_Job_: Print, exactly as given, each line of the data from the line containing "[spot] the man's hand" up to and including its last line.
## Begin
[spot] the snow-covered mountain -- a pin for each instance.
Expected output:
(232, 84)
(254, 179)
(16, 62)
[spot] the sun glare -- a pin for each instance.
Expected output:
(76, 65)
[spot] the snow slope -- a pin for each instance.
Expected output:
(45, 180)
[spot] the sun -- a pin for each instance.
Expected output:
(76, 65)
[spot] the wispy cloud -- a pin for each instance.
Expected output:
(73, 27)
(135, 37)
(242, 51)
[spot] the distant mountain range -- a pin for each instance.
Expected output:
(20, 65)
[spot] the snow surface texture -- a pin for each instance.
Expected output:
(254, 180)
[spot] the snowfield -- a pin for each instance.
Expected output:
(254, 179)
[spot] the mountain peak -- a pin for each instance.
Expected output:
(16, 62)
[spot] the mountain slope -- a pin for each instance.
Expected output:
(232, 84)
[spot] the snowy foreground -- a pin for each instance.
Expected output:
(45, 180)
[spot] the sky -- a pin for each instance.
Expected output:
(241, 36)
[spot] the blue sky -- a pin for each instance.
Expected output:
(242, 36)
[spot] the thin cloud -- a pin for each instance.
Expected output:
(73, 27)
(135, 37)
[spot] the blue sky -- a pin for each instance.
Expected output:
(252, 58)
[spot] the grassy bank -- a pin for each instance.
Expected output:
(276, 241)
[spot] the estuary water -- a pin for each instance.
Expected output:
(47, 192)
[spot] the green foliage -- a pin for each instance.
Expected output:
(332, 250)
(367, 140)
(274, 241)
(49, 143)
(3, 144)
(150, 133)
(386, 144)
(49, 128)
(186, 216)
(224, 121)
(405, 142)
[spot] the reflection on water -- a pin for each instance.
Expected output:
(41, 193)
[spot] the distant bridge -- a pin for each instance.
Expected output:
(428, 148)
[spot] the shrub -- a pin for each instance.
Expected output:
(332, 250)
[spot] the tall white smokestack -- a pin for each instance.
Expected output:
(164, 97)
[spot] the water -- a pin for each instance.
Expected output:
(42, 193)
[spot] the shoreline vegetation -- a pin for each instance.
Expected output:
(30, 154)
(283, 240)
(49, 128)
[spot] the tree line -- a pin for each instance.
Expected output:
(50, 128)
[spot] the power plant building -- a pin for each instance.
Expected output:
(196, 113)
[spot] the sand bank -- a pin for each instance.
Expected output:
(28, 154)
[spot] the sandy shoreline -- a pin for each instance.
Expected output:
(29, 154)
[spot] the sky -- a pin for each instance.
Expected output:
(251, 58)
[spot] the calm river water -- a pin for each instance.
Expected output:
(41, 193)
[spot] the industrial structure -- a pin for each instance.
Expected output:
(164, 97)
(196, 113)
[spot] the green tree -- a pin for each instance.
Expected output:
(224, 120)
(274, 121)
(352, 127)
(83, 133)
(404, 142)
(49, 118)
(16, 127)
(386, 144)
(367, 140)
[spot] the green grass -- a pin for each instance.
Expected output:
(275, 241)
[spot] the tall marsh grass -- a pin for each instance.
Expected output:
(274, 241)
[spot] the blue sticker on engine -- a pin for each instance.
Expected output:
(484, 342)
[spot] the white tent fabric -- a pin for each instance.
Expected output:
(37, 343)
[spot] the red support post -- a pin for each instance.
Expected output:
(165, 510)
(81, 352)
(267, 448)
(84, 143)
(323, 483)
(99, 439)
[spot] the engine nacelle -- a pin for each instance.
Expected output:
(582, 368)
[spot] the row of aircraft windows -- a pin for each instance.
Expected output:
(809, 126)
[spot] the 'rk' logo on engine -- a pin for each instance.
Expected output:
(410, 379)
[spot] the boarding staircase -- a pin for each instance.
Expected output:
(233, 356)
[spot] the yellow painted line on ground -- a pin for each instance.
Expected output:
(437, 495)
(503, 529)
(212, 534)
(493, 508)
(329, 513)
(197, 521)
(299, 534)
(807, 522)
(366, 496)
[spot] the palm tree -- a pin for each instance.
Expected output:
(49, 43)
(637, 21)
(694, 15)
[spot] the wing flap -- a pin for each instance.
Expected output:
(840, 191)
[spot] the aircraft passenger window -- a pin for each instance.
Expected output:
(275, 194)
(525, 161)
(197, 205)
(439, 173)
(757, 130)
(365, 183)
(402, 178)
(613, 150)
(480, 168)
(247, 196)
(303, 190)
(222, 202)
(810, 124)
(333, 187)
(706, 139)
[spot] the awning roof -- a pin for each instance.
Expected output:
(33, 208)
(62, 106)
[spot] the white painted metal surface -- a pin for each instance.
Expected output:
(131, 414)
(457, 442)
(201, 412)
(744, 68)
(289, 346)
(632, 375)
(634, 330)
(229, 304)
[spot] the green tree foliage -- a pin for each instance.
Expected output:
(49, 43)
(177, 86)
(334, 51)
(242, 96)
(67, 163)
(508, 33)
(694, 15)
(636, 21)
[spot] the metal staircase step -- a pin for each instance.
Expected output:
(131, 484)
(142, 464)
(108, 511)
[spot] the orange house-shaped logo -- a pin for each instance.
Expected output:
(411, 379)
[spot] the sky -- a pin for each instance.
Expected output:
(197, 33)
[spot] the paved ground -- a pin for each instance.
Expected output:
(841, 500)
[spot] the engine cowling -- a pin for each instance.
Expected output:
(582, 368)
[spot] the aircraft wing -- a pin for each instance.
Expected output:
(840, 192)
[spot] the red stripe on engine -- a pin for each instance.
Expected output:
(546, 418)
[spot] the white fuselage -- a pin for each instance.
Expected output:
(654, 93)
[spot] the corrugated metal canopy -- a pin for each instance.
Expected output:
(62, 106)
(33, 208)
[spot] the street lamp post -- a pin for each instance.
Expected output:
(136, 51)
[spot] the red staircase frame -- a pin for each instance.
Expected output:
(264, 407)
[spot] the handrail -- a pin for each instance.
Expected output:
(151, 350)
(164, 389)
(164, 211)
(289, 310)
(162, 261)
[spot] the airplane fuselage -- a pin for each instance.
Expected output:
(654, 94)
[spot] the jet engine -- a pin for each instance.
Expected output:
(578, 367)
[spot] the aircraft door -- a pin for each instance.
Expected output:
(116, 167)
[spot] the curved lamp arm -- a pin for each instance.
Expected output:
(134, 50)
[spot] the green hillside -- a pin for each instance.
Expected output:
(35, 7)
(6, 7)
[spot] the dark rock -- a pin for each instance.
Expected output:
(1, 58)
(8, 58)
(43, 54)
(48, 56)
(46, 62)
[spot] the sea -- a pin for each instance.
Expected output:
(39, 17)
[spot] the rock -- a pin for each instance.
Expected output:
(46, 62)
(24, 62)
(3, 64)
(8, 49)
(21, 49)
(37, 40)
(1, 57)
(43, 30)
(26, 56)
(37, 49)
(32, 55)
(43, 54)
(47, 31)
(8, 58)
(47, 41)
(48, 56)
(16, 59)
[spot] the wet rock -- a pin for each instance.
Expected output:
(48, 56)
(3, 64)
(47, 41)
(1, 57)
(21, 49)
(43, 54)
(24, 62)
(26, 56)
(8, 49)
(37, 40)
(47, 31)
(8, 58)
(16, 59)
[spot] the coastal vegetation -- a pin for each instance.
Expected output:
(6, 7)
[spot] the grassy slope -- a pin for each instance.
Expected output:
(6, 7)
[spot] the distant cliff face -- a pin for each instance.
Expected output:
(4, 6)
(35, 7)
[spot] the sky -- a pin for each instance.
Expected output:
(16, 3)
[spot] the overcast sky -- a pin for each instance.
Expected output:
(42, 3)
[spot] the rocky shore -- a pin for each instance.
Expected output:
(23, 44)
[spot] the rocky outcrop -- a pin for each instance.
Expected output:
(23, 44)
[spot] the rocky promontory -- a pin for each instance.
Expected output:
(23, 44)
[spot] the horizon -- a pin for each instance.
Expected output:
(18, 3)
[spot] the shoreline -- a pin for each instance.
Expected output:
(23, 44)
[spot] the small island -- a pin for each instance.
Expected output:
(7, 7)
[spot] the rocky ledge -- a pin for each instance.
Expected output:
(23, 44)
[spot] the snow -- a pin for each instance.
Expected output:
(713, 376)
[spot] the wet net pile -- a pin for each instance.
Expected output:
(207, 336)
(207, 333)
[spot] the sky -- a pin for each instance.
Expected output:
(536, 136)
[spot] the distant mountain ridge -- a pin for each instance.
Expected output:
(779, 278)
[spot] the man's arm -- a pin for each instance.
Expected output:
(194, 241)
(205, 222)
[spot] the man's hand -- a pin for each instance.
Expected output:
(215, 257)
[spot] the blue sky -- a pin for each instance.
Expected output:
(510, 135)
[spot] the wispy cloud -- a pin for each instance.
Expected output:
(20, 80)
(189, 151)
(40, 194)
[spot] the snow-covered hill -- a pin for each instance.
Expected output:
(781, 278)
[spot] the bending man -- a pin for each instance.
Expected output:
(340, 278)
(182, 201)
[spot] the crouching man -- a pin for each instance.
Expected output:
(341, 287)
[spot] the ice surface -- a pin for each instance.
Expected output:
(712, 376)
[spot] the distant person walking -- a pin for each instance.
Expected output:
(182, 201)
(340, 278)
## End
_Final result_:
[spot] the man's hand -- a pin for each instance.
Expected output:
(215, 257)
[spot] the blue sky -- a pin for each instance.
Expected output:
(510, 135)
[spot] the wispy cloud -- a pin for each instance.
Expected output:
(20, 80)
(189, 151)
(40, 194)
[spot] the snow-covered hill -- a pin for each instance.
Expected output:
(781, 278)
[spot] the bending man -- a pin for each instance.
Expected output:
(340, 278)
(182, 201)
[spot] the crouching man -- a pin for each instance.
Expected output:
(341, 287)
[spot] the ice surface -- a pin for each instance.
Expected output:
(712, 376)
[spot] the distant person walking -- a pin for each instance.
Expected output:
(182, 201)
(340, 278)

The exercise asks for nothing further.